• [EXCERPTED TEXT]:
=== Begin Enclosure ===

It's a bit more nuanced than that, not that you'll find that anywhere in comments sections on the internet.
Rail workers wanted to strike. There's a law allowing Congress to prevent that to avoid a catastrophic disruption to the economy - and it would be catastrophic. They voted to prevent a strike and Biden signed it. This was IMO a smart move, deliberately tanking the economy would have been good for nobody.
There was a separate vote to force the companies to agree to some of the workers' safety and working conditions demands, which Republicans blocked.
I don't really think it's supposed to be "good for anyone". It's not supposed to be comfortable and civilized and concessionary. It's not supposed to preserve the status quo because the position of the striker is that the status quo is bad and un-preservable.
It's supposed to hurt. That's the only lever workers have in these systems.
Unfortunately, a rail strike would have put something like an estimated 3 million people out of work immediately, and would have cut off food and water supplies to millions of people. That's why there's a law preventing strikes that extend beyond the industry to have negative effects on the whole nation.
I understand why there is a law in place to make it illegal to strike.
But your logic would suggest to me that what instead would be needed is a law or set of laws preventing the situation from getting so bad that it would come to such a thing.
If it hurts so much for the system to break, then why is it allowed to rot? A strike isn't supposed to hurt "the company", it's supposed to hurt so that people with power are forced to take action to make it stop hurting.
All I'm suggesting is that a class analysis of this situation has a lot more explanatory power than an aesthetic party alignment one. Because if it can never hurt, then it is purely aesthetics.
Ah yes, both sides are to blame because the difference is only aesthetic, despite one voting to give workers what they wanted, being blocked by the other party.

=== End Enclosure ===

• [EXERCISES TO COMPLETE]:
1. Retype the rail strike discussion word for word: begin at the words "Unfortunately, a rail" and stop after "the whole nation.".
2. According to the rail strike discussion, how many people would a rail strike have put out of work immediately?
3. Proceed with the rail strike discussion, adding what comes after its last sentence.

• [COLLECTED DATA]:
=== Begin Enclosure ===

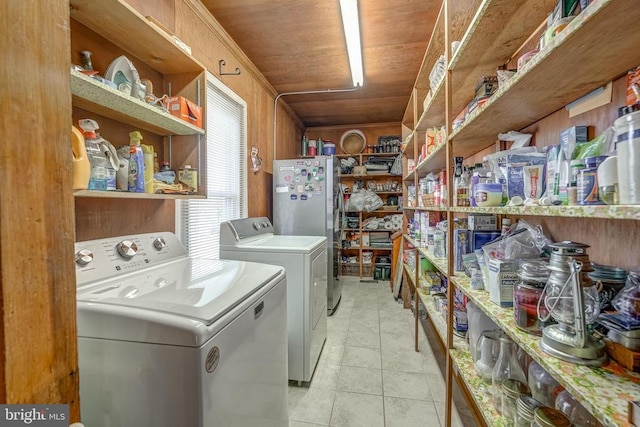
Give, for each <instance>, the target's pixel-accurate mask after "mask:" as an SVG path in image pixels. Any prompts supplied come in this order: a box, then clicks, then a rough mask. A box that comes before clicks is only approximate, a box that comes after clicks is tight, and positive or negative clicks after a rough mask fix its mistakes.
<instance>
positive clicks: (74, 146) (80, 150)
mask: <svg viewBox="0 0 640 427" xmlns="http://www.w3.org/2000/svg"><path fill="white" fill-rule="evenodd" d="M71 149H72V151H73V189H74V190H86V189H87V188H89V179H91V163H90V162H89V156H88V155H87V147H86V146H85V142H84V136H82V132H80V130H79V129H78V128H77V127H75V126H71Z"/></svg>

=== End Enclosure ===

• [ANSWERS FOR EACH ITEM]:
1.
Unfortunately, a rail strike would have put something like an estimated 3 million people out of work immediately, and would have cut off food and water supplies to millions of people. That's why there's a law preventing strikes that extend beyond the industry to have negative effects on the whole nation.

2. Something like an estimated 3 million people.

3.
Seriously, Democrats basically went to the table with "you can't strike because that will ruin the economy but we will give you the vast majority of what you want", the labor unions agreed, and then Republicans prevented it. And your takeaway is that the Democrats are equally culpable?
I'll suggest that Democrats are equally culpable. Because if the Republicans couldn't have prevented it, the Democrats would have. These clowns all take turns pretending to care. People are getting sick of it.
Neither the companies nor the workers have any incentive to care about the effects of the strike on the broader nation. That's exactly why there's a law in place that allows the government to intervene and set terms for both sides.
When it is clear that the interests of the workers and the interests of the company aren't being decided evenly, it is time to repeal those laws. Until Democrats start unilaterally proposing new legislation to repeal those laws they have to share the blame. They contributed to this mess.
Maybe if people actually saw how much of their life would stop working if rail workers went on strike, maybe they would more support keeping things working well, with reasonable work life balances and less stress.
An alternative used in people transport is that they just stop charging people or checking tickets. It doesn't disrupt transport, just cash flow to the employers / shareholders.
So if people disagree with another person they go to Reddit?
Everyone weighs the value of information differently and has vastly different information to use in making decisions. Additionally there are various weights applied based on impact to individuals, community, and society as a whole. Pretending you are right, or that I am right, isn't valid. Everyone gets their opinion and everyone believes they are right.
Yes and no. The existence of The Railway Labor Act puts railroad labour at a massive disadvantage in bargaining agreements. The multi-year process to even get to a strike allows the railroad companies to "starve out" the strike effort. And then knowing that the government would never allow the strike to occur allows them to negotiate in bad faith the entire time.
One could imagine an alternate universe where the "end of the line" outcome of The Railway Labor Act was the government immediately nationalizing the railroad company in question due to it's failing to provide a crucial service to the national infrastructure. We can argue the effectiveness/realism of the outcome all day long, but as a thought experiment you cannot deny that the collective bargaining process would go entirely differently.
If you think that separating the two wasn't an intentional move to allow for one to pass but not the other, I've got a bridge to sell you. Congress combines unrelated items all the time, if they had to vote to prevent the strike, the compliance with some of their demands should have been rolled into the same vote if they cared about it being passed.
Okay, say you're Joe Biden, or some prominent Democrat in office.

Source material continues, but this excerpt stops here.